WORK REQUEST =>
Beginning with the line where "Objective — a point for each instance of the motorcycle" occurs, transcribe every line exactly through the last line of the listing below, and no others.
START DATA IN THIS EXERCISE
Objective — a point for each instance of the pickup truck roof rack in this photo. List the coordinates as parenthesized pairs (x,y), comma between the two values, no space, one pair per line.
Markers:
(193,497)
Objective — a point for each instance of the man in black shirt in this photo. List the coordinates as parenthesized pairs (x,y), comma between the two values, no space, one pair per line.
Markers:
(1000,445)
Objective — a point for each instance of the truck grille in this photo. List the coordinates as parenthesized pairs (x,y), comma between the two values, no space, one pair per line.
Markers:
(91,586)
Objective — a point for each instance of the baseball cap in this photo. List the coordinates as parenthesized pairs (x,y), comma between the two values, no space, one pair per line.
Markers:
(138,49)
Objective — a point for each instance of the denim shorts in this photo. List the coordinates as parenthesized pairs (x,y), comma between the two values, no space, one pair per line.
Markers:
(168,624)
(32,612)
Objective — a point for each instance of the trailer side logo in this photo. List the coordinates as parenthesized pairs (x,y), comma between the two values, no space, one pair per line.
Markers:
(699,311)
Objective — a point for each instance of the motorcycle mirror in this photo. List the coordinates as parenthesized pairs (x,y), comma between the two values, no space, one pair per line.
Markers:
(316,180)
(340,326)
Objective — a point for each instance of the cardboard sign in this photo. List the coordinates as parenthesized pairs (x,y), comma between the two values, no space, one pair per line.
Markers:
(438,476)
END DATA IN THIS EXERCISE
YOUR RESPONSE =>
Objective — a point for each instance of the motorcycle mirror in this photo. List the coordinates as parenthesized pairs (x,y), comma between the two values, no space, one pair per line.
Markers:
(316,180)
(340,326)
Objective — a point for each instance of the cardboard sign in this photo. List the coordinates as parenthesized pairs (x,y), comma between the two values, no space, one pair per line.
Markers:
(438,476)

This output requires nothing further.